_Written request_:
List every line in the records below that contains the string "asked".

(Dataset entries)
<<<<

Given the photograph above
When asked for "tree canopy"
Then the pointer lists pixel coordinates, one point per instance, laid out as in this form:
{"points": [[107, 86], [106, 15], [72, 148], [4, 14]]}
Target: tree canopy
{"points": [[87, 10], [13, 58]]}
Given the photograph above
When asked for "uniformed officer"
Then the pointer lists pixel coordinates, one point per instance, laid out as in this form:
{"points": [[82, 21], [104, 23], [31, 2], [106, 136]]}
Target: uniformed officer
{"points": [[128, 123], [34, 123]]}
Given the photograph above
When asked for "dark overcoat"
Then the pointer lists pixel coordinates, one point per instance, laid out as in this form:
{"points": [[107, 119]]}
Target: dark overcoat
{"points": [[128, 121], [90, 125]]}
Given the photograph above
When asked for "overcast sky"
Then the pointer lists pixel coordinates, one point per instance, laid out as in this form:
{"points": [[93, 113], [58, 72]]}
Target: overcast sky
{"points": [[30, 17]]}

>>>>

_Exercise result_:
When asked for "tree canopy"
When asked for "uniformed officer"
When asked for "dark overcoat"
When asked for "overcast sky"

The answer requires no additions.